- RECORDS FOR THIS TASK:

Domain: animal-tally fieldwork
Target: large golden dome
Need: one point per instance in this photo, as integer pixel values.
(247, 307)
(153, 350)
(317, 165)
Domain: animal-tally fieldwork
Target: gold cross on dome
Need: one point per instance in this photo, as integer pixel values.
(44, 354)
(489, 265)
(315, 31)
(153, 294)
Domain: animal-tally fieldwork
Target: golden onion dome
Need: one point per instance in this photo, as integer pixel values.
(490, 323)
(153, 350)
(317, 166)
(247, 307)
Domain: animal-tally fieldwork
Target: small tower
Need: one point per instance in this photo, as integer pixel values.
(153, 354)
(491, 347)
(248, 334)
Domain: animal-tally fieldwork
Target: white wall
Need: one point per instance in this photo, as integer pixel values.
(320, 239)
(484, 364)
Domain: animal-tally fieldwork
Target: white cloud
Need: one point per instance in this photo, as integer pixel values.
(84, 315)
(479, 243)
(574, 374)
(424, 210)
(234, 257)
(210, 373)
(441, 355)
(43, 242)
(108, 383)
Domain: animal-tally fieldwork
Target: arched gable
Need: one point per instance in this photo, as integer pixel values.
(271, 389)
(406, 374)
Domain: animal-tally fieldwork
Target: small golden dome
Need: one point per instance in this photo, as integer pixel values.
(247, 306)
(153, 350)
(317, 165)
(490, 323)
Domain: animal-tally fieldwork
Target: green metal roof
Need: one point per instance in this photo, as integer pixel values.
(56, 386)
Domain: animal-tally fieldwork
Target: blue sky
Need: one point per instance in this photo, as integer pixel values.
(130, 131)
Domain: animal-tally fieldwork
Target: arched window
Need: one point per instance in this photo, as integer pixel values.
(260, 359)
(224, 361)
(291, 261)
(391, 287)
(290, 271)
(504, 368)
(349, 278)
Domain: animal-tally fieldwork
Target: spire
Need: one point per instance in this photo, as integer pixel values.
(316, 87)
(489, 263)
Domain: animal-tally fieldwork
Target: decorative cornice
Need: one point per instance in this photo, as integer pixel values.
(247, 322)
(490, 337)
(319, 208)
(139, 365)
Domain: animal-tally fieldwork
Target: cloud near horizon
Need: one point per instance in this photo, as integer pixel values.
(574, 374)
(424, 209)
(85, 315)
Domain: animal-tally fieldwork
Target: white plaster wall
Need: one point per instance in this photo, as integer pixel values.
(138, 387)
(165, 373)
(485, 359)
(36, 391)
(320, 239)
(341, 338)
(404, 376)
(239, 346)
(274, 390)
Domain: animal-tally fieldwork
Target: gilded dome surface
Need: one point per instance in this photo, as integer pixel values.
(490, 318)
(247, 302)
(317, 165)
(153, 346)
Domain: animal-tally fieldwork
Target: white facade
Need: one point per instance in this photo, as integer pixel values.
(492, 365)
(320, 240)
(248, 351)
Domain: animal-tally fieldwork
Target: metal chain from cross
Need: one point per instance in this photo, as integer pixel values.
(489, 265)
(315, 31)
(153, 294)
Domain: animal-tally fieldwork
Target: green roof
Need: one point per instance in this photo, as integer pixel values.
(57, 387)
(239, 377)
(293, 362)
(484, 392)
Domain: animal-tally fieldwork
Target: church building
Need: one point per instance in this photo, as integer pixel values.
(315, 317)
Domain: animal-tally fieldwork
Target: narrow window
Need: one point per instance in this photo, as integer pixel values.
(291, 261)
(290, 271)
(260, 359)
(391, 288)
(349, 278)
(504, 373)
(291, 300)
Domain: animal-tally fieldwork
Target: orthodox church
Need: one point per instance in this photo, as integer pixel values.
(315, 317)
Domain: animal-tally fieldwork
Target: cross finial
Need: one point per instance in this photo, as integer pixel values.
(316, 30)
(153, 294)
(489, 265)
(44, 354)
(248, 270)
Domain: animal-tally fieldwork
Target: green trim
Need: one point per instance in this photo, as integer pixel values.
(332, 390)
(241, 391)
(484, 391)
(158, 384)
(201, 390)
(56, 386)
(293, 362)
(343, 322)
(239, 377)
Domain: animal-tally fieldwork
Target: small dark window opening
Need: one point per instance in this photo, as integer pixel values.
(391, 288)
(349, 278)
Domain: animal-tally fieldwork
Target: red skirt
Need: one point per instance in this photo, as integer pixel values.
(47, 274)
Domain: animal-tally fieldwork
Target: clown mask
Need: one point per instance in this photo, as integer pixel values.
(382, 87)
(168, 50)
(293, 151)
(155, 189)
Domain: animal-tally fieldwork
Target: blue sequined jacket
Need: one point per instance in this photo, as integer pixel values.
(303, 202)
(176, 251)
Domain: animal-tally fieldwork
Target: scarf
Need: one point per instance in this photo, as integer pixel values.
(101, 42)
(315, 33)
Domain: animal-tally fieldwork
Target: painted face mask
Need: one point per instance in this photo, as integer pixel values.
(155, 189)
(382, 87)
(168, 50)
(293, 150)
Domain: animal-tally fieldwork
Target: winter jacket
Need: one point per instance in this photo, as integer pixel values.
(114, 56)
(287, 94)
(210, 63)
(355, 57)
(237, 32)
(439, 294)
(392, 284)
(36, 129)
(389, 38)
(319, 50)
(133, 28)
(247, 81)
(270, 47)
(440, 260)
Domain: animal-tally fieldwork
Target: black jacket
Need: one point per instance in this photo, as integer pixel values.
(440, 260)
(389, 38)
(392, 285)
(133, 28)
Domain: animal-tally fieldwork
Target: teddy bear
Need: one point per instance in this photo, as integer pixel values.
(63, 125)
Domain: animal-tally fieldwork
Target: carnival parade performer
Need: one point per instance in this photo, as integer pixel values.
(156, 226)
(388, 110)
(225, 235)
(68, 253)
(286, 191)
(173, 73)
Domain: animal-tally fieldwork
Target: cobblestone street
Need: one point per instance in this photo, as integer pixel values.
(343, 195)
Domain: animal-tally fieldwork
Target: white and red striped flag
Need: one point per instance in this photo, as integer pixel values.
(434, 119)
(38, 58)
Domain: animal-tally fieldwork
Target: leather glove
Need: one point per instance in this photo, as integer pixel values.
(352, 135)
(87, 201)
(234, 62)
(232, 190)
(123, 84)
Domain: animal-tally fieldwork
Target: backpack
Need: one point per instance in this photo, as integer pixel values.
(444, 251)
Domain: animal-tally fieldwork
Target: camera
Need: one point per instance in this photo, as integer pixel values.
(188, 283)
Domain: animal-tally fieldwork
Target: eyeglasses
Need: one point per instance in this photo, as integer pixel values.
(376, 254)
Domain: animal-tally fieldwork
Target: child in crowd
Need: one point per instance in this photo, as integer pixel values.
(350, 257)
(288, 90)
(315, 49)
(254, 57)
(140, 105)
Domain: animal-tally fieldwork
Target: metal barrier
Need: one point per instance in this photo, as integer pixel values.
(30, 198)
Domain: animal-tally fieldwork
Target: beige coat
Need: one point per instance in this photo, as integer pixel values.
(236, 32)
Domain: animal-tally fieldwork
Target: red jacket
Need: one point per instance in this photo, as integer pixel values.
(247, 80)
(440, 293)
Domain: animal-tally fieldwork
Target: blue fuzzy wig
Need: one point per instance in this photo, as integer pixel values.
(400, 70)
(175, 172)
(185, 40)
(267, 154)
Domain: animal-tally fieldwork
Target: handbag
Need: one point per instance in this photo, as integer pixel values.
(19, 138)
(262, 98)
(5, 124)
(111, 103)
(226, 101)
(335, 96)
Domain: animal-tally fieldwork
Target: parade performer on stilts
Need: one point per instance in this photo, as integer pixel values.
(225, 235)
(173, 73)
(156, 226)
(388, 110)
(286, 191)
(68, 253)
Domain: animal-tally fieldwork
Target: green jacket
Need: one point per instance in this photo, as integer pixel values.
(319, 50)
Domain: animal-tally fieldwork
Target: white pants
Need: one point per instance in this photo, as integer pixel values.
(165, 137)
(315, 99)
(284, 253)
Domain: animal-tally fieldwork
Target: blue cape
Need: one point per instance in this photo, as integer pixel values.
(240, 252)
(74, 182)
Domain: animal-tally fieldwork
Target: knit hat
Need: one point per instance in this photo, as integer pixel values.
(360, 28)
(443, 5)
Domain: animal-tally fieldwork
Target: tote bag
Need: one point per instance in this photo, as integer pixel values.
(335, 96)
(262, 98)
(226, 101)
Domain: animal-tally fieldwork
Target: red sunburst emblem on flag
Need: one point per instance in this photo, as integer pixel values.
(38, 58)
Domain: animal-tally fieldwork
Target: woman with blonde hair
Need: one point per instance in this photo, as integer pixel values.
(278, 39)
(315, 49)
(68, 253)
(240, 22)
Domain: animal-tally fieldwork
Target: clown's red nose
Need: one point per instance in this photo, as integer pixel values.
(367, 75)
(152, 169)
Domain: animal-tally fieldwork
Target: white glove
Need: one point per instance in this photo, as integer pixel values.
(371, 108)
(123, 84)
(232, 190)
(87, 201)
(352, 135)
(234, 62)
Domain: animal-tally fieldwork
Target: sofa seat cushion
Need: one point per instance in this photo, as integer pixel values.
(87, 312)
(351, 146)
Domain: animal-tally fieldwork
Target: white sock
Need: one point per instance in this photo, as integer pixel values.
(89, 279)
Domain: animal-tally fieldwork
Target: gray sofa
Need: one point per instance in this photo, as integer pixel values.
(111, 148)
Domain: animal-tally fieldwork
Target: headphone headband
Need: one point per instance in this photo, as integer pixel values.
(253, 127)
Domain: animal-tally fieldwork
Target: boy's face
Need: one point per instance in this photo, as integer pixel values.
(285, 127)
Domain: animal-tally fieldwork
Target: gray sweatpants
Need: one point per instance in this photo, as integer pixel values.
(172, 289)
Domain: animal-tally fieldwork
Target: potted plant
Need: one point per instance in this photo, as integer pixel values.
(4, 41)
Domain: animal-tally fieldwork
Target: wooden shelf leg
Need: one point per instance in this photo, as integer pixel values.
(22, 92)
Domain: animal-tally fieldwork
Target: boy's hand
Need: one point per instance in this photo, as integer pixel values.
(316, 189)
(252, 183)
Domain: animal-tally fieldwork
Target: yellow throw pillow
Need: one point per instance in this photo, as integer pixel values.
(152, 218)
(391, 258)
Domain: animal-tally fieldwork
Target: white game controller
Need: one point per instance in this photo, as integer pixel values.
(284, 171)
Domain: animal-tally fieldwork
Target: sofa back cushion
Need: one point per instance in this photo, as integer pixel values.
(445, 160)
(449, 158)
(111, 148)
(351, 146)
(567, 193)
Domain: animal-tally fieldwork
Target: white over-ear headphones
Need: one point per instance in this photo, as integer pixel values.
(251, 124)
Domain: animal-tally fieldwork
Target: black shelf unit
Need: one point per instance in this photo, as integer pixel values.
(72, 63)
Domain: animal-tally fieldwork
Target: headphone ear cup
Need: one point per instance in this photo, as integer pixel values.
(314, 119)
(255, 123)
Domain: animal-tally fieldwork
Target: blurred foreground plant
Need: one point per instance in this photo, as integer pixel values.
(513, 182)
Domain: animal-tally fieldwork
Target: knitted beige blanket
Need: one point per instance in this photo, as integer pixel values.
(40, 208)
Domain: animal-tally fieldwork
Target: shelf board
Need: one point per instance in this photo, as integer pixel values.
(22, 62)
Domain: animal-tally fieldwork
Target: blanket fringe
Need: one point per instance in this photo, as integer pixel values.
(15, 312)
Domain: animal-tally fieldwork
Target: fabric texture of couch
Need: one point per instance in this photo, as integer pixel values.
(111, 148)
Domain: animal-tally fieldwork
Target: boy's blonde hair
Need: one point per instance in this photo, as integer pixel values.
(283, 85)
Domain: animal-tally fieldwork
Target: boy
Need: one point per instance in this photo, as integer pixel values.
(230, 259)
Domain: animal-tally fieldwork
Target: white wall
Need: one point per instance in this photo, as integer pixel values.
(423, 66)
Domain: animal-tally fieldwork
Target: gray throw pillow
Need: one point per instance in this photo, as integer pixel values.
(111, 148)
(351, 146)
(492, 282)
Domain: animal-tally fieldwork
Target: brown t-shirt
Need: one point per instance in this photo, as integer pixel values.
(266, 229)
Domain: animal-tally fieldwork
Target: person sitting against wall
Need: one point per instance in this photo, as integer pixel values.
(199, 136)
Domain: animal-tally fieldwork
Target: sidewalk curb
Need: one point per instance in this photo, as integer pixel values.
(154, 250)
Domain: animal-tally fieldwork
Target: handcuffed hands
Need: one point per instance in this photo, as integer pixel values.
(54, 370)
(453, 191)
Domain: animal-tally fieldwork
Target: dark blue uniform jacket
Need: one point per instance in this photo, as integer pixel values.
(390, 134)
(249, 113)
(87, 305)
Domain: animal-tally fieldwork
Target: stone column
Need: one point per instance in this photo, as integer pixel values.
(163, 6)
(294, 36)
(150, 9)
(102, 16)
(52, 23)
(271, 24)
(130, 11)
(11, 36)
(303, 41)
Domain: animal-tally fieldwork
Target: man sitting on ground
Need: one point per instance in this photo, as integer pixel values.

- YOUR OBJECTIVE: The required output is the line containing "Target: blanket fringe" through the last line of the records above, each copied exactly and nothing more.

- WRITTEN RESPONSE:
Target: blanket fringe
Need: one point per instance in this photo, as integer pixel values.
(15, 312)
Domain: animal-tally fieldwork
Target: fabric texture of couch
Need: one point per instance in this photo, as integer pixel values.
(111, 148)
Domain: animal-tally fieldwork
Target: boy's blonde hair
Need: one point per instance in this photo, as integer pixel values.
(283, 85)
Domain: animal-tally fieldwork
Target: boy
Need: one point per instance in this photo, as integer pixel values.
(230, 259)
Domain: animal-tally fieldwork
Target: white wall
Need: one point per instance in this photo, as integer pixel values.
(423, 66)
Domain: animal-tally fieldwork
Target: gray throw pillow
Need: one point per instance in this photo, as integer pixel values.
(111, 148)
(351, 146)
(492, 282)
Domain: animal-tally fieldwork
Target: brown t-shirt
Need: one point per instance in this photo, as integer pixel values.
(266, 229)
Domain: animal-tally fieldwork
Target: person sitting against wall
Need: one point per instance in this photo, as integer pixel values.
(199, 136)
Domain: animal-tally fieldwork
Target: sidewalk curb
Need: one point per instance in this photo, as integer pixel values.
(154, 250)
Domain: animal-tally fieldwork
Target: handcuffed hands
Need: one point per instance in this photo, as integer pixel values.
(54, 370)
(453, 191)
Domain: animal-tally fieldwork
Target: dark blue uniform jacket
Need: one point per instance in this photo, as integer pixel values.
(390, 134)
(249, 113)
(87, 305)
Domain: animal-tally fieldwork
Target: stone column
Need: one point per instance in this photo, as integer pixel values.
(163, 6)
(294, 36)
(150, 9)
(102, 16)
(52, 23)
(271, 24)
(130, 11)
(11, 36)
(303, 41)
Domain: animal-tally fieldwork
Target: man sitting on ground
Need: one point per instance in this photo, as integer pixel values.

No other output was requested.